___ SOURCE PASSAGE ___
The Explorer has been around for 10 years now, a veritable geologic age, even in sport-utility terms. Hence, a new one is well along in the development process. But in the meantime, Ford is using a variety of tried-and-true tricks to maintain momentum. Sales for this most popular SUV have been running in the 400,000/yr. range. Such things are not commented on officially, but one hears there may be as much as $10,000 profit, on average, in every one that Louisville and St. Louis turn out. Even if it’s only half that, the math still works out to billions, serious money anywhere but in D.C.
___ COLLECTED MATERIAL ___
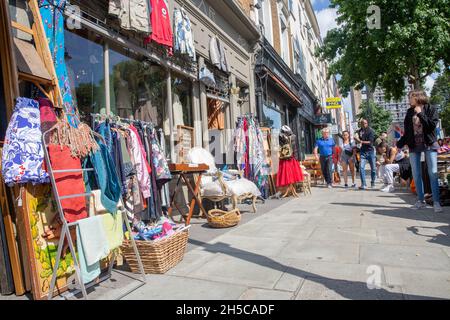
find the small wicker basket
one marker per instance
(157, 256)
(223, 219)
___
### WHAT THE TASK REQUIRES
From the passage on the Ford Explorer, set down the text between "The Explorer has" and "but in D.C.", inclusive, without any alteration.

### OUTPUT OF THE EXERCISE
The Explorer has been around for 10 years now, a veritable geologic age, even in sport-utility terms. Hence, a new one is well along in the development process. But in the meantime, Ford is using a variety of tried-and-true tricks to maintain momentum. Sales for this most popular SUV have been running in the 400,000/yr. range. Such things are not commented on officially, but one hears there may be as much as $10,000 profit, on average, in every one that Louisville and St. Louis turn out. Even if it’s only half that, the math still works out to billions, serious money anywhere but in D.C.